Extrait du document:
“Ghosteen”, le fantôme de la falaise de Brighton hante toujours Nick Cave

Un fil d’Ariane, synthétique, sépulcral, court le long de “Spinning Song”, premier titre de “Ghosteen”, le double album de Nick Cave and The Bad Seeds sorti le 4 octobre dernier. Aucune extravagance et aucune prêche ici. Nick Cave grave, avec les seuls claviers, des chansons sur l’absence de son fils qui traverse en « jeune fantôme » chacune des notes et des mots qu’il compose pour cette œuvre.

Profondément embuée des vapeurs de larmes du « King », sa voie éthérée, refuse la gravité et s’élève en cantique sur Spinning Song, ou en berceuse mortuaire, comme si cette voix pouvait seule percer les limbes, traçant une voie jusqu’à la main de l’âme perdue. Nick Cave désire, avec une profonde poésie, (re)tenir la main du spectre de son rejeton disparu, persuadé qu’il ne pourra pas le faire bien longtemps et que cette image indélébile, acidifiant la moindre image du présent finira par s’estomper… ou au moins ne se flouter complètement.

Annotations de coordonnées
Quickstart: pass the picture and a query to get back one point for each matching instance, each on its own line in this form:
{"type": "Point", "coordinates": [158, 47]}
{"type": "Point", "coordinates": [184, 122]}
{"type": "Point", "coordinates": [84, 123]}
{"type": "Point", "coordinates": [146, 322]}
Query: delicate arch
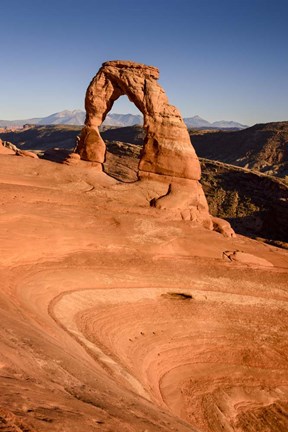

Actions demandées:
A: Reproduisez fidèlement le passage de l'extrait du document qui commence aux mots « Un fil d’Ariane, synthétique, sépulcral, court » et qui s'arrête après les mots « pour cette œuvre. ».
B: Indiquez si chacune des affirmations suivantes concorde avec l'extrait du document en répondant par oui ou par non et en citant mot pour mot les termes décisifs : (i) l'album est sorti le 4 octobre ; (ii) les chansons sont accompagnées de cordes ; (iii) « Spinning Song » est le dernier titre de l'album.

Réponses par consigne:
A:
Un fil d’Ariane, synthétique, sépulcral, court le long de “Spinning Song”, premier titre de “Ghosteen”, le double album de Nick Cave and The Bad Seeds sorti le 4 octobre dernier. Aucune extravagance et aucune prêche ici. Nick Cave grave, avec les seuls claviers, des chansons sur l’absence de son fils qui traverse en « jeune fantôme » chacune des notes et des mots qu’il compose pour cette œuvre.

B:
(i) Oui : « sorti le 4 octobre dernier ».
(ii) Non : « avec les seuls claviers ».
(iii) Non : « premier titre de “Ghosteen” ».